→ **Available data**
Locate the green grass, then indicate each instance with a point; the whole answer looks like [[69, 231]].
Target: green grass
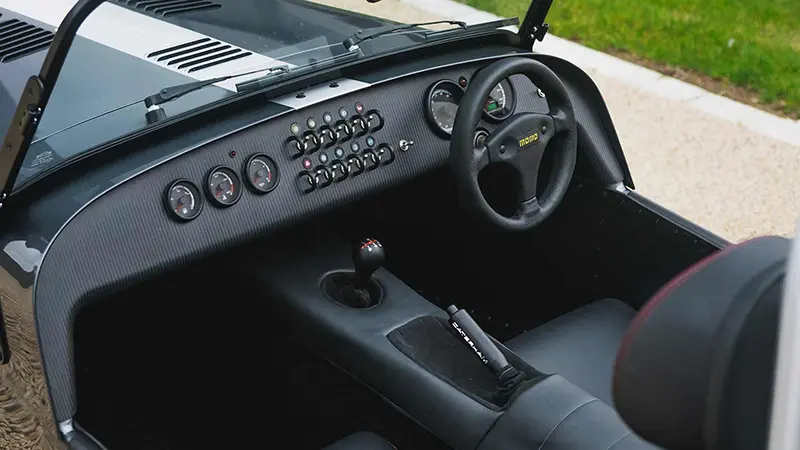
[[691, 34]]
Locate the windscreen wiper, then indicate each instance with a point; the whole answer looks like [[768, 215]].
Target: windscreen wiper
[[155, 113], [311, 66], [165, 95], [360, 36]]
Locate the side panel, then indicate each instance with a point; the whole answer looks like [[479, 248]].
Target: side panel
[[26, 419]]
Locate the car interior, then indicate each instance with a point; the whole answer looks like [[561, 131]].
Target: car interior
[[395, 274]]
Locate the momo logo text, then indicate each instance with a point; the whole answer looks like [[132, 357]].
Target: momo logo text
[[532, 139]]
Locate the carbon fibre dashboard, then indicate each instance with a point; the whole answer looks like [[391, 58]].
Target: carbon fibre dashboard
[[123, 234]]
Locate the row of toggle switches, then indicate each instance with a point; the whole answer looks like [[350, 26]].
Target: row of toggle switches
[[303, 143], [341, 169]]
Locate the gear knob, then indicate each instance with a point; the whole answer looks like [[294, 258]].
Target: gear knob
[[368, 256]]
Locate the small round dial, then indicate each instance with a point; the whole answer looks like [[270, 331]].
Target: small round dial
[[442, 106], [183, 200], [500, 103], [223, 186], [261, 173]]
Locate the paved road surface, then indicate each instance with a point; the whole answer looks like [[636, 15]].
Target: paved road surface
[[726, 177]]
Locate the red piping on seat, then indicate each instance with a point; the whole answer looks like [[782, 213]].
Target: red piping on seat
[[648, 309]]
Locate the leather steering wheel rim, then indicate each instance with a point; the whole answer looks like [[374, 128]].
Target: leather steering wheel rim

→ **Problem statement**
Beginning at the line that contains "Locate the row", retype each line of the listing up to and including the last one, exactly as it stands, and nothing else.

→ **Exercise output**
Locate the row of toggle switches, then indicate each instance with a point; the whole answer looks like [[350, 26]].
Target: row of toggle switches
[[303, 143], [341, 169]]
Locate the gear knob, then indicate each instance with a point; the whole answer looks like [[294, 258]].
Target: gear knob
[[368, 256]]
Locate the small round dial, then indicate each instance with a point; the whole answer looks like [[270, 331]].
Target: small round dial
[[442, 106], [183, 200], [500, 103], [223, 186], [261, 173]]
Locate the paved road surface, then indicate each instance with a point; the whole answer looks like [[636, 15]].
Target: paved road surface
[[726, 177]]
Locate the red piping on seat, then indicate each instance with a point; the whole answer looks like [[782, 213]].
Target: red piping on seat
[[648, 309]]
Locate the leather steering wheel rim, then indicate each instance with a point; the whole answer looks like [[374, 128]].
Target: leather steering wheel rim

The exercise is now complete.